| Prompt |
Starting with the line that contains "Target: tarmac road surface" and ending with the final line of the data below, print those lines exactly and nothing else.

(Stored items)
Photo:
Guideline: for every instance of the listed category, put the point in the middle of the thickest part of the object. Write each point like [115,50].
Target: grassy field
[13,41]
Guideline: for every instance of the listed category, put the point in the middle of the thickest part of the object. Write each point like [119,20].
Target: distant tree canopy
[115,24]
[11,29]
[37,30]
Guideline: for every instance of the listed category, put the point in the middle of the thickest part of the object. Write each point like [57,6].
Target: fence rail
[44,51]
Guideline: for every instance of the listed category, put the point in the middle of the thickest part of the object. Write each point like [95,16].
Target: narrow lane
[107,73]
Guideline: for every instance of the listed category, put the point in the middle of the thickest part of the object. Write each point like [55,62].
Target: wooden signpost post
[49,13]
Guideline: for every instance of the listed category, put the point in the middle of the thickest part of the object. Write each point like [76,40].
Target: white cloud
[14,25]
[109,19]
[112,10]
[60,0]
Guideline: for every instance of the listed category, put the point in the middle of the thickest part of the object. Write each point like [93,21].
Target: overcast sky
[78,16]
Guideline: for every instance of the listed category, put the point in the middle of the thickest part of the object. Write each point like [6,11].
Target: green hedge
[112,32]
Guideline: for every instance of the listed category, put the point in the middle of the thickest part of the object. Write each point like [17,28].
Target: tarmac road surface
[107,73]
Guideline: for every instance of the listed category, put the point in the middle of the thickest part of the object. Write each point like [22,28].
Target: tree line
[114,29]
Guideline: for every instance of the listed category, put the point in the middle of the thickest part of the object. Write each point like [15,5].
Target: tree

| Answer to the problem |
Target: tarmac road surface
[107,73]
Guideline: for every instance of the listed category, put the point in the middle of the thickest part of the object. Write each point like [22,28].
Target: tree line
[114,29]
Guideline: for every instance of the listed category, put the point in the middle of the thickest part of the object. Write each point like [15,5].
Target: tree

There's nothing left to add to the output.